■ **WORK TO COMPLETE**: Recast every line of the entries below as a Markdown table with the columns Row and Line, numbering the rows and skipping blank lines.
* START *
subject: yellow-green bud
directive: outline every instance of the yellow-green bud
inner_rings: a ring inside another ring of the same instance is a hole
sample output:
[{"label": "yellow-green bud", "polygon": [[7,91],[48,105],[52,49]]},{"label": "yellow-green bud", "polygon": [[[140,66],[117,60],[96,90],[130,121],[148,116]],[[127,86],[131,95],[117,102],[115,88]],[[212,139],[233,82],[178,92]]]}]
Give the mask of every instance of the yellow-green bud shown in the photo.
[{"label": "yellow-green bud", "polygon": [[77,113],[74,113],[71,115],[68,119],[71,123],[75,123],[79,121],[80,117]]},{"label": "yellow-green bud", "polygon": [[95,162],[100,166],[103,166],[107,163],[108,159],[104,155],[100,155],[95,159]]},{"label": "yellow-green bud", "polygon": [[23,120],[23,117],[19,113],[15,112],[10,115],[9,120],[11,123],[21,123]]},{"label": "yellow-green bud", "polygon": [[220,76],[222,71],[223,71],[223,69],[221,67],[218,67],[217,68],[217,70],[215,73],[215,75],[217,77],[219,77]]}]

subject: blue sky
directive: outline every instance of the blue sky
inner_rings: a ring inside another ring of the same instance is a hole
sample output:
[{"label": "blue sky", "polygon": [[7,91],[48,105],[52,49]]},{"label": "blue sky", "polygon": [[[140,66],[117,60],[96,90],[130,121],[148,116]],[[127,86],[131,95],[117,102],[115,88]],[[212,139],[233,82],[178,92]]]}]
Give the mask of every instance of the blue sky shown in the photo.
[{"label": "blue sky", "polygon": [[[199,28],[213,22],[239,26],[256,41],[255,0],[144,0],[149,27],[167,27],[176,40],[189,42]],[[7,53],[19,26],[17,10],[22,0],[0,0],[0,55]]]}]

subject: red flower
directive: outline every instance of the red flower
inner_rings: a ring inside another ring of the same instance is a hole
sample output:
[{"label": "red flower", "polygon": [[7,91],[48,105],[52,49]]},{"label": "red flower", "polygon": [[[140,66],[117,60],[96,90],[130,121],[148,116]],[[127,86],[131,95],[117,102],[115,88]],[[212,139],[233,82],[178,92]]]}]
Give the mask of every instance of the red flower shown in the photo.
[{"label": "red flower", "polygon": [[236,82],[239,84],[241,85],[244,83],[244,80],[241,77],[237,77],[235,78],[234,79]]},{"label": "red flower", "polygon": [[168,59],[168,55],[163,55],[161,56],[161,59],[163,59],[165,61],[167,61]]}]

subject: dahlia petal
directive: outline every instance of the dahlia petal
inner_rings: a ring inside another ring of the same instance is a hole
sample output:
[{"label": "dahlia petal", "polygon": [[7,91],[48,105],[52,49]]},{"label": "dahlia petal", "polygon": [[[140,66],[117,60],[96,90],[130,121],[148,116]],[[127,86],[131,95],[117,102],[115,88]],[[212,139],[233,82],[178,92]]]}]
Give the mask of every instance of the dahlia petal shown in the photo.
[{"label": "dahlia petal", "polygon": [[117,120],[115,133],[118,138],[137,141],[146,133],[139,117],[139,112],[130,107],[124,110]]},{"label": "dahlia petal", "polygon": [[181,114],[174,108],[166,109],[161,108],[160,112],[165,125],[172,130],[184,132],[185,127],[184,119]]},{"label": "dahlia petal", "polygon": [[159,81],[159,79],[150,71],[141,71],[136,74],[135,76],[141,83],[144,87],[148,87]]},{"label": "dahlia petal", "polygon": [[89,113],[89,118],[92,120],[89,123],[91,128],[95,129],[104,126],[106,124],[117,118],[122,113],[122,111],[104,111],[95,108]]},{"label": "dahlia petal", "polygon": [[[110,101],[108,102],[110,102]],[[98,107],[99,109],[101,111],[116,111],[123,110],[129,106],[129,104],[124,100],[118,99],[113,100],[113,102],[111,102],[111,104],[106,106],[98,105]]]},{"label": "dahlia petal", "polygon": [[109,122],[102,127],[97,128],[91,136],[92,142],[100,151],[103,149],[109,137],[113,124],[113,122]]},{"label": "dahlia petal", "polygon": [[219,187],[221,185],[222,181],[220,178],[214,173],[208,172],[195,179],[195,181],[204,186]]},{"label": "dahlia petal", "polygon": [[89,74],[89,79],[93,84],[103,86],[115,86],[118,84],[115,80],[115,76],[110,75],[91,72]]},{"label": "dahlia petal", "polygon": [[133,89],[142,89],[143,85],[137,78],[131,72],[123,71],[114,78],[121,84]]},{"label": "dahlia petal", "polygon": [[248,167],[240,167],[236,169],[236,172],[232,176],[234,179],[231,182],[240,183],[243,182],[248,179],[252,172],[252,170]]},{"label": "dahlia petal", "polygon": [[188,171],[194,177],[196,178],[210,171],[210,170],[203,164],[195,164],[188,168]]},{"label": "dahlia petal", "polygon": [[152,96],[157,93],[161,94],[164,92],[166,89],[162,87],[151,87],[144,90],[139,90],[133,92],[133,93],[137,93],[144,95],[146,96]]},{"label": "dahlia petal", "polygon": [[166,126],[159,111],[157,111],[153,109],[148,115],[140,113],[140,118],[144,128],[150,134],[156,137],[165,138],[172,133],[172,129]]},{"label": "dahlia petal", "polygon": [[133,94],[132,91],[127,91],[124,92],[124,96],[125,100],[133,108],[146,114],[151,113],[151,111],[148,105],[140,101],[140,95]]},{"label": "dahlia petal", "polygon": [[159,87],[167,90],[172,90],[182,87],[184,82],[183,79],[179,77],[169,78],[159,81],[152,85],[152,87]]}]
* END *
■ **COMPLETED TASK**:
| Row | Line |
|---|---|
| 1 | subject: yellow-green bud |
| 2 | directive: outline every instance of the yellow-green bud |
| 3 | inner_rings: a ring inside another ring of the same instance is a hole |
| 4 | sample output: |
| 5 | [{"label": "yellow-green bud", "polygon": [[7,91],[48,105],[52,49]]},{"label": "yellow-green bud", "polygon": [[[140,66],[117,60],[96,90],[130,121],[148,116]],[[127,86],[131,95],[117,102],[115,88]],[[212,139],[233,82],[178,92]]]}] |
| 6 | Give the mask of every instance of the yellow-green bud shown in the photo. |
| 7 | [{"label": "yellow-green bud", "polygon": [[77,113],[74,113],[71,115],[68,119],[71,123],[75,123],[79,121],[80,117]]},{"label": "yellow-green bud", "polygon": [[95,162],[100,166],[103,166],[107,163],[108,159],[104,155],[100,155],[95,159]]},{"label": "yellow-green bud", "polygon": [[23,120],[23,117],[19,113],[15,112],[10,115],[9,120],[11,123],[21,123]]},{"label": "yellow-green bud", "polygon": [[220,76],[222,71],[223,71],[223,69],[221,67],[218,67],[217,68],[217,70],[215,73],[215,75],[217,77],[219,77]]}] |
| 8 | subject: blue sky |
| 9 | directive: outline every instance of the blue sky |
| 10 | inner_rings: a ring inside another ring of the same instance is a hole |
| 11 | sample output: |
| 12 | [{"label": "blue sky", "polygon": [[7,91],[48,105],[52,49]]},{"label": "blue sky", "polygon": [[[140,66],[117,60],[96,90],[130,121],[148,116]],[[127,86],[131,95],[117,102],[115,88]],[[212,139],[233,82],[178,92]]]}] |
| 13 | Give the mask of every instance of the blue sky shown in the photo. |
| 14 | [{"label": "blue sky", "polygon": [[[199,28],[213,22],[239,26],[256,41],[255,0],[144,0],[149,27],[167,27],[176,40],[189,42]],[[7,53],[19,26],[17,10],[22,0],[0,0],[0,55]]]}] |
| 15 | subject: red flower |
| 16 | directive: outline every instance of the red flower |
| 17 | inner_rings: a ring inside another ring of the same instance is a hole |
| 18 | sample output: |
| 19 | [{"label": "red flower", "polygon": [[7,91],[48,105],[52,49]]},{"label": "red flower", "polygon": [[[140,66],[117,60],[96,90],[130,121],[148,116]],[[127,86],[131,95],[117,102],[115,88]],[[212,139],[233,82],[178,92]]]}] |
| 20 | Give the mask of every instance of the red flower shown in the photo. |
| 21 | [{"label": "red flower", "polygon": [[236,82],[239,84],[241,85],[244,83],[244,80],[241,77],[237,77],[235,78],[234,79]]},{"label": "red flower", "polygon": [[168,59],[168,55],[163,55],[161,56],[161,59],[163,59],[165,61],[167,61]]}] |
| 22 | subject: dahlia petal |
| 23 | directive: outline every instance of the dahlia petal |
| 24 | inner_rings: a ring inside another ring of the same instance is a hole |
| 25 | sample output: |
| 26 | [{"label": "dahlia petal", "polygon": [[7,91],[48,105],[52,49]]},{"label": "dahlia petal", "polygon": [[[140,66],[117,60],[96,90],[130,121],[148,116]],[[127,86],[131,95],[117,102],[115,88]],[[212,139],[233,82],[178,92]]]}] |
| 27 | Give the mask of every instance of the dahlia petal shown in the photo. |
| 28 | [{"label": "dahlia petal", "polygon": [[117,120],[115,133],[118,138],[137,141],[146,133],[139,117],[139,112],[130,107],[124,110]]},{"label": "dahlia petal", "polygon": [[181,114],[174,108],[166,109],[161,108],[160,112],[165,125],[172,130],[184,132],[185,127],[184,119]]},{"label": "dahlia petal", "polygon": [[159,81],[159,79],[150,71],[141,71],[136,74],[135,76],[141,83],[144,87],[148,87]]},{"label": "dahlia petal", "polygon": [[89,113],[89,118],[92,120],[89,123],[91,128],[95,129],[104,126],[106,124],[117,118],[122,113],[122,111],[104,111],[95,108]]},{"label": "dahlia petal", "polygon": [[[110,101],[108,102],[110,102]],[[98,107],[99,109],[101,111],[116,111],[123,110],[129,106],[129,104],[124,100],[118,99],[113,100],[113,102],[111,102],[111,104],[106,106],[98,105]]]},{"label": "dahlia petal", "polygon": [[109,122],[102,127],[97,128],[91,136],[92,142],[100,151],[103,149],[109,137],[113,124],[113,122]]},{"label": "dahlia petal", "polygon": [[219,187],[221,185],[222,181],[220,178],[214,173],[208,172],[195,179],[195,181],[204,186]]},{"label": "dahlia petal", "polygon": [[89,74],[89,79],[93,84],[103,86],[115,86],[118,84],[115,80],[115,76],[110,75],[91,72]]},{"label": "dahlia petal", "polygon": [[133,89],[142,89],[143,85],[137,78],[131,72],[123,71],[114,78],[121,84]]},{"label": "dahlia petal", "polygon": [[248,167],[240,167],[236,169],[236,172],[232,176],[234,179],[231,182],[240,183],[243,182],[248,179],[252,172],[252,170]]},{"label": "dahlia petal", "polygon": [[188,171],[194,177],[196,178],[210,171],[210,170],[203,164],[195,164],[188,168]]},{"label": "dahlia petal", "polygon": [[152,96],[157,93],[161,94],[164,92],[166,89],[162,87],[151,87],[144,90],[139,90],[133,92],[133,93],[137,93],[144,95],[146,96]]},{"label": "dahlia petal", "polygon": [[166,126],[159,111],[157,111],[153,109],[148,115],[140,113],[140,118],[144,128],[150,134],[156,137],[165,138],[172,133],[172,129]]},{"label": "dahlia petal", "polygon": [[133,94],[132,91],[127,91],[124,92],[124,96],[125,100],[133,108],[146,114],[151,113],[151,111],[148,105],[140,101],[140,95]]},{"label": "dahlia petal", "polygon": [[159,87],[167,90],[172,90],[182,87],[184,82],[183,79],[179,77],[169,78],[159,81],[152,85],[152,87]]}] |